> [Exercise prompt] Reproduce the data below in full and exclude every picture.

> [Source material]
▬▬▬▬▬▬▬▬▬▬

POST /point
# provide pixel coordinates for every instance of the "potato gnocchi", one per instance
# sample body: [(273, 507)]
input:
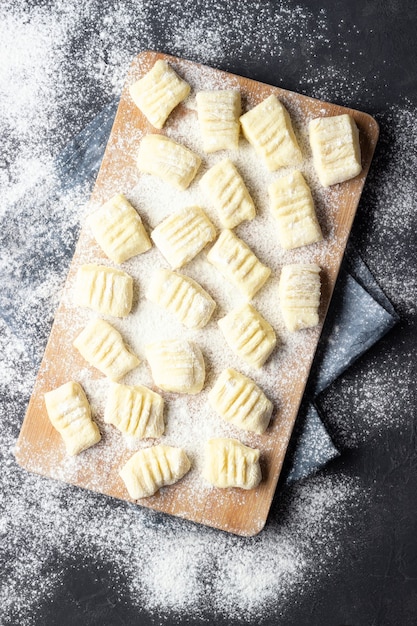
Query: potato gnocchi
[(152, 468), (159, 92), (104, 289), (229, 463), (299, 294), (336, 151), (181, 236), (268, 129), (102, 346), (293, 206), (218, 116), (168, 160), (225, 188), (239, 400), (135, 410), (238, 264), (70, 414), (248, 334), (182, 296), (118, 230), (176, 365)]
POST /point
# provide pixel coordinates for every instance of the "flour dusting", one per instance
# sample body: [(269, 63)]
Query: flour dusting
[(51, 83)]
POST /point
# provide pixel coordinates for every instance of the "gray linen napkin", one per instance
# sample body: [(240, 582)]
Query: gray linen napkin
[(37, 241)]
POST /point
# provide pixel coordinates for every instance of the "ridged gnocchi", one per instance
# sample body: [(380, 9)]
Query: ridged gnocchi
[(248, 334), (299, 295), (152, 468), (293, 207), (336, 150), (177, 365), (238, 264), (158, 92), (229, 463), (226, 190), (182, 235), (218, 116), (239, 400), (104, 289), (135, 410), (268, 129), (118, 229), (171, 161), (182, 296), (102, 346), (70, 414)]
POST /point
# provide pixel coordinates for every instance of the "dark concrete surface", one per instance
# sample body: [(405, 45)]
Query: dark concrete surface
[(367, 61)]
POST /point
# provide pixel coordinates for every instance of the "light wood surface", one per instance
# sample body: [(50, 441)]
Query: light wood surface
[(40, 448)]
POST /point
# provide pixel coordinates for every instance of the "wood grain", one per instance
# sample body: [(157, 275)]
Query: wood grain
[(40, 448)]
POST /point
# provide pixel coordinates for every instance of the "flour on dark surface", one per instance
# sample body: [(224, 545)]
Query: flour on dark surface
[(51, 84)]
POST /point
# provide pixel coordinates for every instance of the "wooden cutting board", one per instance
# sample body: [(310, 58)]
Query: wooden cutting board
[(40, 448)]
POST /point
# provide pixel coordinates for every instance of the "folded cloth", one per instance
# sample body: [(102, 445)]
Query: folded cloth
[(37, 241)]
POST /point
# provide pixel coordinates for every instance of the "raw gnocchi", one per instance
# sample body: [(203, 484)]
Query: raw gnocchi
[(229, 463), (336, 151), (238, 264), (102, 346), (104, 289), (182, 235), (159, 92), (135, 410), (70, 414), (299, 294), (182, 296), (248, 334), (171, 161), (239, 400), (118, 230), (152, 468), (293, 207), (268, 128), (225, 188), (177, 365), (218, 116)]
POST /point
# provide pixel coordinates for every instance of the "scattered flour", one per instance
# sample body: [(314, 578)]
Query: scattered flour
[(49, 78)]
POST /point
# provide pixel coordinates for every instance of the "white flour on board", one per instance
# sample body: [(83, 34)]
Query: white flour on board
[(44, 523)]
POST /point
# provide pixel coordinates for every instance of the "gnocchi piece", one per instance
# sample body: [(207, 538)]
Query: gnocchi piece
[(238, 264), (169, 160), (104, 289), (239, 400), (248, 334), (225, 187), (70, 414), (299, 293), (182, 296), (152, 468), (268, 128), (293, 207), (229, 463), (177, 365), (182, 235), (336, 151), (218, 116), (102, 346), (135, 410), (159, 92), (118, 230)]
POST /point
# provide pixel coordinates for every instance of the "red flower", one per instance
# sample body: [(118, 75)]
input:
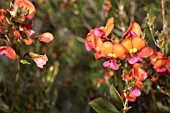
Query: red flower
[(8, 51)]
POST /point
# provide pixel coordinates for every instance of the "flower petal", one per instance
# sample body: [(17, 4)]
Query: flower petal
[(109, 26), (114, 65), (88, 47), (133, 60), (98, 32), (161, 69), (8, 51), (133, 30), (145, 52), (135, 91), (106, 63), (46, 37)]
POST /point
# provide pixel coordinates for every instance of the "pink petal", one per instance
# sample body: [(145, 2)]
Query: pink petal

▬▬▬▬▬▬▬▬▬▬

> [Answer for the task]
POST /point
# provide pixel coordinates for every instance of the "potato gnocchi", one per instance
# sample body: [(273, 507)]
input:
Query: potato gnocchi
[(152, 468), (159, 92), (104, 289), (229, 463), (299, 294), (336, 151), (181, 236), (268, 129), (102, 346), (293, 206), (218, 116), (168, 160), (225, 188), (239, 400), (135, 410), (238, 264), (70, 414), (248, 334), (182, 296), (118, 230), (176, 365)]
POST /point
# provide pixel coordinates for every instance of the "flour dusting", one per instance
# sample body: [(269, 63)]
Query: flour dusting
[(51, 83)]
POST /point
# provide pixel coordinates for every instance of the "gray linen napkin", one per instance
# sample body: [(240, 582)]
Query: gray linen napkin
[(37, 241)]
POST /point
# provide pixel coordinates for every instance of the "ridged gnocchi", one per instance
# sample body: [(380, 9)]
Query: ridged gnocchi
[(248, 334), (299, 295), (152, 468), (293, 207), (336, 150), (177, 365), (238, 264), (158, 92), (229, 463), (226, 190), (182, 235), (218, 116), (239, 400), (104, 289), (135, 410), (268, 129), (118, 229), (171, 161), (182, 296), (102, 346), (70, 414)]
POST /point
# provide pixel coordinates for every instance of the "dark concrete surface", one per instance
# sample body: [(405, 45)]
Query: dark concrete surface
[(367, 61)]
POST /point
# provide pixel coordinates for every instance of the "light wood surface", one per instance
# sample body: [(50, 441)]
Query: light wood surface
[(40, 448)]
POST /point
# provide pixel coordinates for every instance of the "wood grain", one per instance
# sample body: [(157, 275)]
Query: wood grain
[(40, 448)]
POST /point
# provide pixel coordinates for every instance of the "flour on dark surface", one per instance
# sample body: [(224, 545)]
Query: flour on dark surface
[(51, 84)]
POST /point
# provide pixel coordinates for every instance of the "wooden cutting board", one per instance
# sample body: [(310, 58)]
Query: wooden cutting board
[(40, 448)]
POST /point
# provide pixel coordinates for every instance of the "folded cloth", one per instance
# sample body: [(102, 445)]
Query: folded cloth
[(37, 241)]
POST /point
# provide pixel coordinates for every instance of the "raw gnocchi", one per instance
# sample body: [(203, 484)]
Query: raw gnocchi
[(229, 463), (336, 151), (238, 264), (102, 346), (104, 289), (182, 235), (159, 92), (135, 410), (70, 414), (299, 294), (182, 296), (248, 334), (171, 161), (239, 400), (118, 230), (152, 468), (293, 207), (268, 128), (225, 188), (177, 365), (218, 116)]
POST /point
# provide pixel coordinates for every instance of the "scattered flour", one per instance
# sample body: [(314, 578)]
Query: scattered flour
[(49, 78)]
POST /point
# provide pixel coordinates for every instance of the "white flour on board", one per instance
# sample body: [(83, 34)]
Query: white flour on board
[(44, 523)]
POST /point
# provide pixel coordinates for every instance of the "gnocchi piece", one per instance
# sample body: [(207, 538)]
Query: gnocchi piece
[(238, 264), (169, 160), (104, 289), (239, 400), (248, 334), (225, 187), (70, 414), (299, 293), (182, 296), (152, 468), (268, 128), (293, 207), (229, 463), (177, 365), (182, 235), (336, 151), (218, 116), (102, 346), (135, 410), (159, 92), (118, 230)]
POST /point
# provide pixel coordinates for every instance of the "red flower", one per instance
# sample body: [(118, 75)]
input:
Query: red flower
[(8, 51)]
POST /point
# provide pixel coordinates for every instance of the "flower petal", one per instance
# sample body: [(17, 4)]
Query: flower petal
[(109, 26), (114, 65), (88, 47), (133, 60), (98, 32), (161, 69), (8, 51), (133, 30), (145, 52), (135, 91), (106, 63), (46, 37)]
POST /point
# provide pixel coordinates for every instance of the "pink petal", one per instance
# sample body: [(145, 2)]
Query: pink petal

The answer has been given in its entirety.